NEW YORK (AFP) - Wall Street stocks tumbled Tuesday, joining European equities in falling on worries about global growth and the burgeoning Volkswagen emissions scandal.
The Dow Jones Industrial Average dropped 179.72 points (1.09 per cent) to 16,330.47.
The broad-based S&P 500 fell 24.23 (1.23 per cent) to 1,942.74, while the tech-rich Nasdaq Composite Index sank 72.23 (1.50 per cent) to 4,756.72.
Analysts cited rising worries about global growth following weaker Chinese economic data and dropping prices for copper and other key commodities.
"I just think we're in this period where investors are worried about a slowdown," said Alan Skrainka, chief investment officer at Cornerstone Wealth Management.
Analysts cited a report from the Asian Development Bank projecting lower growth in Asia after it cut its forecast for Chinese growth in 2015 to 6.8 per cent from the previous projection of 7.2 per cent.

Information supplied »
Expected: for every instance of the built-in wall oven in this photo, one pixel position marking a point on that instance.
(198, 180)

Required task A »
In the report on Wall Street stocks, what did the Asian Development Bank cut its forecast for Chinese growth in 2015 to?
Required task B »
Go on with the report on Wall Street stocks, picking up after its last sentence.
The material plays no part in what comes next.

Written answer A »
6.8 per cent, down from 7.2 per cent.

Written answer B »
US auto giants Ford and General Motors lost 2.8 per cent and 1.9 per cent, respectively, as shares of global automakers fell due to the Volkswagen scandal.
Tech stocks were generally weak with Apple losing 1.6 per cent, Facebook 2.7 per cent and Google 2 per cent.
Bank of America dipped 0.8 per cent as shareholders voted in favour of keeping chief executive Brian Moynihan as chairman, turning back an effort from critics who sought to strip Moynihan of the second post.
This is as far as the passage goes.